Location annotation dataset excerpts:
☆ ☆ ☆ ☆ ☆

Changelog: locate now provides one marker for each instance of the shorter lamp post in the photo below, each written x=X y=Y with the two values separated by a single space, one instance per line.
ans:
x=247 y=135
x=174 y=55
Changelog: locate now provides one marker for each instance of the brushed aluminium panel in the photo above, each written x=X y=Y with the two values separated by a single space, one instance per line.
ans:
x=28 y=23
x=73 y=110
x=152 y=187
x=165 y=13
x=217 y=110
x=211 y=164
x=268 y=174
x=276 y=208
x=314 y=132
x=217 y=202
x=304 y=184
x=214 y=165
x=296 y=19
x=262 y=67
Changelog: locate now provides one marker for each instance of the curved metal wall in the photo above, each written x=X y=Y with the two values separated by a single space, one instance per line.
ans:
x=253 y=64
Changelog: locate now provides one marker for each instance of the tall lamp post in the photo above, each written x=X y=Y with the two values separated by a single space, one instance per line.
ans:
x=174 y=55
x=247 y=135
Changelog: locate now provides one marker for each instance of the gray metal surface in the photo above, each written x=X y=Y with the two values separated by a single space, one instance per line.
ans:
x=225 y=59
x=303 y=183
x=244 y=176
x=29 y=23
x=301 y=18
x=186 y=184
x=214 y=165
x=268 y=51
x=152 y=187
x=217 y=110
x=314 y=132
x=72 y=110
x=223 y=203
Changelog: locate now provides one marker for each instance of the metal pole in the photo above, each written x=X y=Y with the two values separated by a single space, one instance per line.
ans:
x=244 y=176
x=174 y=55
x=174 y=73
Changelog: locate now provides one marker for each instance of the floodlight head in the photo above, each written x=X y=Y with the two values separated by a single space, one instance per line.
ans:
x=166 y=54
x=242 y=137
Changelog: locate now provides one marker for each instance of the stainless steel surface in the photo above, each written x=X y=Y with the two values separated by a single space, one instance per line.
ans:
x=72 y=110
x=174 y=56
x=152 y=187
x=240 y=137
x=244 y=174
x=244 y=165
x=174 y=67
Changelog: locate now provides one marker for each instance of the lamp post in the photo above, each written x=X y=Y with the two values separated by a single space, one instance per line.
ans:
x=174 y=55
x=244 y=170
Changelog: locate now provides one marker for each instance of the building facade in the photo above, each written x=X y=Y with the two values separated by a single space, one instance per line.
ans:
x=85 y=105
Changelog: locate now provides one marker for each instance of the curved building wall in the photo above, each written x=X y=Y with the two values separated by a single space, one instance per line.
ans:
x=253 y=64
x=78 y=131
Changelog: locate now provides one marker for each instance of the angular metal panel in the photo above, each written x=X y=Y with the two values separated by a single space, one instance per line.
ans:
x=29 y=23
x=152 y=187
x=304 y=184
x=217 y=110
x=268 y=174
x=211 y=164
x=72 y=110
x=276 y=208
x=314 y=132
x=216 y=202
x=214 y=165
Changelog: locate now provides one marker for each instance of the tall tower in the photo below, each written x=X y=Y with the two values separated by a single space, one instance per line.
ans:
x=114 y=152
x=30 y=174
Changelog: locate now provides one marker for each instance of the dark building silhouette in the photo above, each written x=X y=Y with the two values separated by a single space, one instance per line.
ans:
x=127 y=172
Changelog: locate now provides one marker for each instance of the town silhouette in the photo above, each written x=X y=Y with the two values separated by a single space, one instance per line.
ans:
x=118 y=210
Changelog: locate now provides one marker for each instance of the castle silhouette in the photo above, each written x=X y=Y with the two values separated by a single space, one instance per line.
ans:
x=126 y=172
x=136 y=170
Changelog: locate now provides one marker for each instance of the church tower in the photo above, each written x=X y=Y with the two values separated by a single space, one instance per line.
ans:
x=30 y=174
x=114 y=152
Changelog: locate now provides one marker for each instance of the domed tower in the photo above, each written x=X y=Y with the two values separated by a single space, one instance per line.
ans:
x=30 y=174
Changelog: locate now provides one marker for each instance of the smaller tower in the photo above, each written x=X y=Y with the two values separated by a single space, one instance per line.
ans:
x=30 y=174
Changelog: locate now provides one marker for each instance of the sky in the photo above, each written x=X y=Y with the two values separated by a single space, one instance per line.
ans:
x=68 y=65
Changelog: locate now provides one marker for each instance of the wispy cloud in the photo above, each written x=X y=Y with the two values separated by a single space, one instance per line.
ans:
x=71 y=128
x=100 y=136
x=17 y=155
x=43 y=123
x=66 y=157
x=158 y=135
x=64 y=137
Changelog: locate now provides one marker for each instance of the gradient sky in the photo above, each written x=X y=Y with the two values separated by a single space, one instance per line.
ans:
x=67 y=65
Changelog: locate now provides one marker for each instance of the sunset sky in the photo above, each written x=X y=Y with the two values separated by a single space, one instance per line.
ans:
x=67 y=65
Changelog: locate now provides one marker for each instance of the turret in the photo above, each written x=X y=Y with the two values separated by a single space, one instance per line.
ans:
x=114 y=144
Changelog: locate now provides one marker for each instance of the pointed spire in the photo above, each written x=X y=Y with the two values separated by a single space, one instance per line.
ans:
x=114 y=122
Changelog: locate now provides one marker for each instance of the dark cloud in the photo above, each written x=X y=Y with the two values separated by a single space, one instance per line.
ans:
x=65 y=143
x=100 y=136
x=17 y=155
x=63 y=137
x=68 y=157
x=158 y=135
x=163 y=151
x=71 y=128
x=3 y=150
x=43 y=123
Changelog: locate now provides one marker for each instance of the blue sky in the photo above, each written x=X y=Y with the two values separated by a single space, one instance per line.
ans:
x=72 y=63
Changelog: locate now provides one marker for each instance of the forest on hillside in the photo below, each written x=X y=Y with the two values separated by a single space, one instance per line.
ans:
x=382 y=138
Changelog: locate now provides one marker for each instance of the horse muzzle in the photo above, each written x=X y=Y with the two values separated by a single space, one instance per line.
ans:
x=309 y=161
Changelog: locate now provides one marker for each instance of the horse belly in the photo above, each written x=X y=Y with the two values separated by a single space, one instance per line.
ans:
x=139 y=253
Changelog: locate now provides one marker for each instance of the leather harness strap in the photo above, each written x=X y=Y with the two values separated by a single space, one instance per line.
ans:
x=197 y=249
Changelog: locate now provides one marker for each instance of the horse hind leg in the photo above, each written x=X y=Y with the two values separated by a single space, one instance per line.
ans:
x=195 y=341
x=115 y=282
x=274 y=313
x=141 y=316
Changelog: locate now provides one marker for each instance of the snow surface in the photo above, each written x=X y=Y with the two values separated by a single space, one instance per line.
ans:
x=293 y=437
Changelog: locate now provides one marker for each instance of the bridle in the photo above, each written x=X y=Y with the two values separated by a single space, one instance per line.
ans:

☆ ☆ ☆ ☆ ☆

Rename "marker" to "point" everywhere it appears in the material above, and reproduce the material with nothing else altered.

Changelog: locate now provides one point for each instance of the shorter lamp post in the photo below, each written x=X y=Y with the two values separated by a single space, one instance per line.
ans:
x=247 y=135
x=174 y=55
Changelog: locate now provides one point for each instance of the brushed aluminium panel in the photo above, each written x=X y=Y with the two values separated by a single space, one instance per line.
ans:
x=28 y=23
x=73 y=110
x=152 y=187
x=165 y=13
x=217 y=110
x=211 y=164
x=268 y=174
x=276 y=208
x=314 y=132
x=217 y=202
x=304 y=184
x=214 y=165
x=296 y=19
x=262 y=67
Changelog: locate now provides one point for each instance of the curved metal wall in the photo above, each written x=X y=Y with the two values separated by a single space, one instance per line.
ans:
x=253 y=64
Changelog: locate now provides one point for each instance of the tall lamp post in the photo above, each written x=X y=Y with the two values separated by a single space, one instance per line.
ans:
x=174 y=55
x=247 y=135
Changelog: locate now provides one point for each instance of the gray metal surface in the photo above, each written x=X y=Y with the two values separated by a single space, one instance per line.
ans:
x=225 y=59
x=303 y=183
x=244 y=176
x=29 y=23
x=301 y=18
x=186 y=184
x=214 y=165
x=268 y=51
x=152 y=187
x=217 y=110
x=314 y=132
x=72 y=110
x=223 y=203
Changelog: locate now provides one point for each instance of the metal pole in the photo above, each written x=X y=Y with the two values separated by a single space, one instance per line.
ans:
x=244 y=176
x=174 y=55
x=174 y=73
Changelog: locate now provides one point for each instance of the floodlight head in the photo above, each written x=X y=Y with the two values separated by a single space, one instance per line.
ans:
x=166 y=54
x=242 y=137
Changelog: locate now provides one point for each instance of the stainless steel surface in the photo above, each written x=X y=Y with the two values separated by a single space, one instance per line.
ans:
x=72 y=110
x=174 y=56
x=152 y=187
x=240 y=137
x=244 y=174
x=244 y=165
x=174 y=67
Changelog: locate now provides one point for each instance of the lamp post in the photo above, each written x=X y=Y with the two values separated by a single space, one instance per line.
ans:
x=174 y=55
x=244 y=170
Changelog: locate now provides one point for each instance of the building facade in the photo above, each written x=X y=Y with the two values separated by a single space, one instance per line.
ans:
x=85 y=105
Changelog: locate now provides one point for each instance of the curved building wall in the photo above, each written x=X y=Y with the two values separated by a single space, one instance per line.
ans:
x=253 y=64
x=78 y=131
Changelog: locate now provides one point for each instance of the angular metal panel in the photo above, each written x=X y=Y with the two values separated by a single space, one instance per line.
ans:
x=29 y=23
x=152 y=187
x=304 y=184
x=217 y=110
x=268 y=174
x=211 y=164
x=72 y=110
x=276 y=208
x=314 y=132
x=216 y=202
x=214 y=165
Changelog: locate now provides one point for each instance of the tall tower in the photo below, each written x=X y=Y with the two values separated by a single space, one instance per line.
ans:
x=114 y=152
x=30 y=174
Changelog: locate now provides one point for each instance of the dark building silhouette in the photo above, each written x=X y=Y with the two values separated by a single space, one instance per line.
ans:
x=127 y=172
Changelog: locate now provides one point for each instance of the town silhouette in the photo above, each written x=X y=Y with the two values separated by a single space, one instance per line.
ans:
x=118 y=210
Changelog: locate now provides one point for each instance of the castle silhouette in the photo above, each written x=X y=Y with the two values separated by a single space, one instance per line.
ans:
x=126 y=172
x=136 y=170
Changelog: locate now provides one point for each instance of the church tower in the photo above, each written x=X y=Y with the two values separated by a single space, one instance per line.
ans:
x=30 y=174
x=114 y=152
Changelog: locate now provides one point for each instance of the domed tower in the photo above, each written x=X y=Y with the two values separated by a single space, one instance per line.
ans:
x=30 y=174
Changelog: locate now provides one point for each instance of the smaller tower in the photo above, each written x=X y=Y with the two values separated by a single space, one instance per line.
ans:
x=30 y=174
Changelog: locate now provides one point for each instance of the sky in the photo above, each written x=X y=Y with the two values separated by a single space, one instance per line.
ans:
x=68 y=65
Changelog: locate now provides one point for each instance of the wispy cloud in the photo above, each written x=X y=Y with the two values separated by a single space, one instance per line.
ans:
x=71 y=128
x=100 y=136
x=17 y=155
x=43 y=123
x=66 y=157
x=158 y=135
x=64 y=137
Changelog: locate now provides one point for each instance of the gradient sky in the photo above, each written x=X y=Y with the two values separated by a single space, one instance per line.
ans:
x=67 y=65
Changelog: locate now provides one point for each instance of the sunset sky in the photo above, each written x=X y=Y with the two values separated by a single space, one instance per line.
ans:
x=67 y=65
Changelog: locate now provides one point for each instance of the turret in the photo above, each written x=X y=Y with the two values separated by a single space, one instance per line.
ans:
x=114 y=144
Changelog: locate now provides one point for each instance of the pointed spire in the photo above, each written x=X y=Y with the two values separated by a single space, one instance per line.
ans:
x=114 y=122
Changelog: locate now provides one point for each instance of the dark cloud in the photo above, each written x=X y=Y with the two values separated by a single space, one instance per line.
ans:
x=65 y=143
x=100 y=136
x=17 y=155
x=63 y=137
x=68 y=157
x=158 y=135
x=163 y=151
x=71 y=128
x=3 y=150
x=43 y=123
Changelog: locate now provides one point for each instance of the blue sky in the photo above, each written x=X y=Y with the two values separated by a single space, one instance per line.
ans:
x=72 y=63
Changelog: locate now provides one point for each instance of the forest on hillside in the photo below, each written x=X y=Y with the two values separated by a single space, one instance per line.
ans:
x=382 y=138
Changelog: locate now provides one point for each instance of the horse muzzle in the photo above, each written x=X y=Y with the two values separated by a single space, one instance per line.
ans:
x=309 y=161
Changelog: locate now provides one point for each instance of the horse belly in the photo above, each written x=X y=Y with the two values separated by a single space, one instance per line.
ans:
x=139 y=253
Changelog: locate now provides one point for each instance of the leather harness strap in the photo above, each written x=X y=Y with the two values separated by a single space, one instance per line.
ans:
x=197 y=249
Changelog: locate now provides one point for each instance of the horse hind leg in the photo above, each written x=X y=Y with the two values separated by a single space, one instance per line.
ans:
x=195 y=341
x=115 y=282
x=274 y=313
x=141 y=316
Changelog: locate now provides one point for each instance of the snow surface in the photo above, each written x=X y=Y with the two values separated by a single space, one instance per line.
ans:
x=293 y=437
Changelog: locate now provides one point for each instance of the bridle in the photo above, each written x=X y=Y with the two values separated by a single space, one instance per line.
ans:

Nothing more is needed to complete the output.